### [Trecho]

============

O trauma da paz: por que alguns sujeitos só funcionam no caos
Há quem só se sinta vivo quando algo está errado. Quando há tensão no ar, conflito à espreita, uma bomba emocional prestes a explodir. Quando tudo parece calmo, esses sujeitos se inquietam. Desconfiam. Buscam pelo erro oculto. Criam atritos onde não há. Iniciam discussões, sabotam a própria estabilidade, rompem com o que funciona. Porque há um tipo de sofrimento que organiza. E há uma paz que desestrutura.
Freud já havia indicado que o sujeito neurótico não busca exatamente a felicidade — busca repetir. E o que se repete é o trauma. Não o trauma como evento, mas como estrutura de experiência: uma forma específica de se afetar, de se vincular, de existir no mundo. Se o caos marcou o início da vida emocional — conflitos parentais, instabilidade, afeto imprevisível — então é no caos que o sujeito se sente em casa. A paz não é desejável: é insuportável.
Lacan articula isso como gozo: uma satisfação paradoxal que se dá mesmo (e especialmente) na dor. O gozo do caos é mais do que masoquismo — é um modo inconsciente de garantir que o outro esteja presente. Afinal, em muitos contextos familiares, o único momento em que alguém prestava atenção era no meio do escândalo. No silêncio, havia abandono. No afeto tranquilo, havia ausência simbólica. O caos virou senha de amor.

============

### [Lista de dados]
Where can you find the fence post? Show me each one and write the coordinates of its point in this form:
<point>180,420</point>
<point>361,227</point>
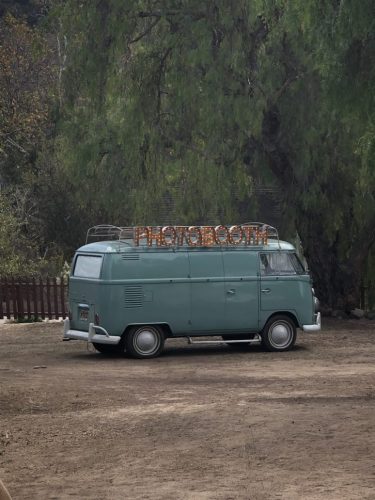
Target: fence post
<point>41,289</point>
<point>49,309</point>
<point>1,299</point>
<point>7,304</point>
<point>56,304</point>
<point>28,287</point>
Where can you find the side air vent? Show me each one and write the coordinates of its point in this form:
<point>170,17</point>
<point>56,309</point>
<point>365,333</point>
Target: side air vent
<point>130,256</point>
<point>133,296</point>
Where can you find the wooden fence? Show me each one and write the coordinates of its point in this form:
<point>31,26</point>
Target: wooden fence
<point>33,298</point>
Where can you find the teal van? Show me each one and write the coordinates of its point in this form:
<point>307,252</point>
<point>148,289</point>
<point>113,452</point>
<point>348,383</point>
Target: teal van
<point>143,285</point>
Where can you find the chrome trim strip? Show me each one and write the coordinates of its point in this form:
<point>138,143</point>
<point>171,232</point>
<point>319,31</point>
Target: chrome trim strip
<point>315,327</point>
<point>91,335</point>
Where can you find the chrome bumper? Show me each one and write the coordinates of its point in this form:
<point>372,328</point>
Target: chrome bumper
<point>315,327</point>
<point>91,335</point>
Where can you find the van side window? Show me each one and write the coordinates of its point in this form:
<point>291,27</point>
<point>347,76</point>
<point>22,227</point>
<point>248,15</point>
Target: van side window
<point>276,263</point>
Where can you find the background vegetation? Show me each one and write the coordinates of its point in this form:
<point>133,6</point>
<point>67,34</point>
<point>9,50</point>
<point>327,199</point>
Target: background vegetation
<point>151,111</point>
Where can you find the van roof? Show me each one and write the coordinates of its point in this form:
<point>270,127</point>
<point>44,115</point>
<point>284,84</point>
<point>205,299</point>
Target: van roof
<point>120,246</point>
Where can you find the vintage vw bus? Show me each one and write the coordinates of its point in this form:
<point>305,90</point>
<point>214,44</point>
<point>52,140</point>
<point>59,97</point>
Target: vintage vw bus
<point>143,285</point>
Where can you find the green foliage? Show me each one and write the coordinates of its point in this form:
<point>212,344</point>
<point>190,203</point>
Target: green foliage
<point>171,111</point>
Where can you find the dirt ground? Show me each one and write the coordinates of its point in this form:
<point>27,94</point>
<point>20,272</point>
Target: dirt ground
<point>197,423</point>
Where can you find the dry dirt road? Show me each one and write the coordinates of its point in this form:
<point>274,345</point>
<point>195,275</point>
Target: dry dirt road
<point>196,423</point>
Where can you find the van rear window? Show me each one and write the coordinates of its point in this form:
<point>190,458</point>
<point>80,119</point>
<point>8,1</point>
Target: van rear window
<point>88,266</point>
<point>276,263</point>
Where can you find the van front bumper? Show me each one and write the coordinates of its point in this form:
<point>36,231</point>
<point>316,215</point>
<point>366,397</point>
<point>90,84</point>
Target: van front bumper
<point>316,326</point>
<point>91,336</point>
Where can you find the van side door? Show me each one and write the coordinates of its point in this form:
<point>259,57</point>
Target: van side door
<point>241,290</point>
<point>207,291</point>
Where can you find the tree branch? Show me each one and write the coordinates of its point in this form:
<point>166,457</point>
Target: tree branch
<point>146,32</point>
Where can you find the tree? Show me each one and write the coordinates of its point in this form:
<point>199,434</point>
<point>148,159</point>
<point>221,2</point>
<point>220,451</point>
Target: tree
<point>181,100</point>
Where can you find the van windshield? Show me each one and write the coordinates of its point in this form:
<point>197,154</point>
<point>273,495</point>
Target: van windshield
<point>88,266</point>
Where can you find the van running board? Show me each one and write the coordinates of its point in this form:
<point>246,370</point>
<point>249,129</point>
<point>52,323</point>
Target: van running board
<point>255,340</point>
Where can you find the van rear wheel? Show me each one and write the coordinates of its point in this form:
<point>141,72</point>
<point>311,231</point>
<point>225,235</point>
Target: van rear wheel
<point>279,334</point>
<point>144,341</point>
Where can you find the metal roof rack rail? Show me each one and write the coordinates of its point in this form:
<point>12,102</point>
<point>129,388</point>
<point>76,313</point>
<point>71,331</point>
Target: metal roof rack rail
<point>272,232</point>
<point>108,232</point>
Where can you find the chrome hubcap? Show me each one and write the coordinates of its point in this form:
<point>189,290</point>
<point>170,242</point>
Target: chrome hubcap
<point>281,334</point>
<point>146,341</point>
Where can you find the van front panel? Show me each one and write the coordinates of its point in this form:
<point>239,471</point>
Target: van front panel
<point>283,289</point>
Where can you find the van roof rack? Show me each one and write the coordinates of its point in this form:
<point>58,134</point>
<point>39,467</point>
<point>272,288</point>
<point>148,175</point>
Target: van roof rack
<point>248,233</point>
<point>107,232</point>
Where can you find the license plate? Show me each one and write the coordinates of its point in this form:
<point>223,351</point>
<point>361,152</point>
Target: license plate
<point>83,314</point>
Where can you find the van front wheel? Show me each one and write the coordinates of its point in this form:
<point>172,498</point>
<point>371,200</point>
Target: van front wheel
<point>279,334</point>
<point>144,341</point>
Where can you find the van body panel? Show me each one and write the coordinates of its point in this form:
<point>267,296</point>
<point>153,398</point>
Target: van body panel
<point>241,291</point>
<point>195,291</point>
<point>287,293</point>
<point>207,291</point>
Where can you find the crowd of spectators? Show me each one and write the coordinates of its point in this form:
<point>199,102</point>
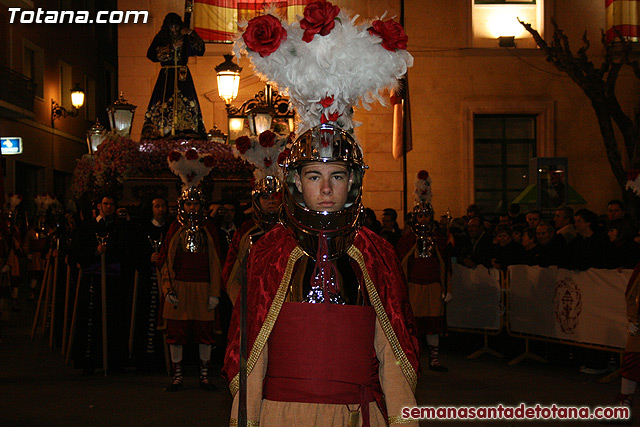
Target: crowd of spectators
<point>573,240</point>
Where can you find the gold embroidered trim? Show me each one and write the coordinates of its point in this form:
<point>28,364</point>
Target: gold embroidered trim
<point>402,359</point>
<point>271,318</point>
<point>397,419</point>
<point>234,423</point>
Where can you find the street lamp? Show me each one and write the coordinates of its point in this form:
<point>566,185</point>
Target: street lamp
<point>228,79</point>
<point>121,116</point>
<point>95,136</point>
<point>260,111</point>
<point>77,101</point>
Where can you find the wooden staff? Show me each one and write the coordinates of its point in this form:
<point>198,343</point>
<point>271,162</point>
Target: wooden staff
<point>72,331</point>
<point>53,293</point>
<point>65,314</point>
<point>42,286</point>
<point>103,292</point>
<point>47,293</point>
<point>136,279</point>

============

### [Atividade A]
Escreva, no texto sobre o trauma da paz, tudo o que vai de "O trauma da" até "paz que desestrutura.".
### [Atividade B]
No texto sobre o trauma da paz, liste os exemplos, dados entre travessões, do caos que marcou o início da vida emocional.
### [Atividade C]
Retome o texto sobre o trauma da paz a partir da sua última frase.
Os dados não têm nenhum papel nestas atividades.

### [Resposta A]
O trauma da paz: por que alguns sujeitos só funcionam no caos
Há quem só se sinta vivo quando algo está errado. Quando há tensão no ar, conflito à espreita, uma bomba emocional prestes a explodir. Quando tudo parece calmo, esses sujeitos se inquietam. Desconfiam. Buscam pelo erro oculto. Criam atritos onde não há. Iniciam discussões, sabotam a própria estabilidade, rompem com o que funciona. Porque há um tipo de sofrimento que organiza. E há uma paz que desestrutura.

### [Resposta B]
- conflitos parentais
- instabilidade
- afeto imprevisível

### [Resposta C]
Na clínica, esse padrão aparece em relações cíclicas: o sujeito se aproxima, tudo vai bem, e então algo desanda. Há uma provocação, uma acusação, um distanciamento súbito. E depois, reconciliação. Um novo ciclo começa. Quando se pergunta por que isso acontece, o sujeito não sabe responder — mas se sente vivo nesse movimento. O afeto calmo parece falso. A estabilidade parece entorpecente. O desejo, para existir, precisa da fricção.
Essa dinâmica também aparece fora dos laços íntimos. No trabalho, no cotidiano, na relação com o próprio corpo. A vida precisa ter tensão. Uma crise a resolver, um projeto a salvar, uma tragédia para justificar a ansiedade. Quando tudo se estabiliza, surge o tédio. E o tédio, longe de ser inércia, é o prenúncio do colapso: ou algo acontece, ou o sujeito implode. Melhor a dor conhecida do que o vazio indecifrável da paz.
Mas o que está em jogo, na verdade, é a dificuldade de sustentar a própria existência sem o outro como ameaça ou problema. O sujeito não sabe o que fazer com o próprio desejo quando ele não precisa lutar por ele. Como diz Winnicott, há aqueles que nunca chegaram a existir de forma espontânea — apenas reagem. E o caos é o cenário perfeito para continuar reagindo, sem nunca se construir.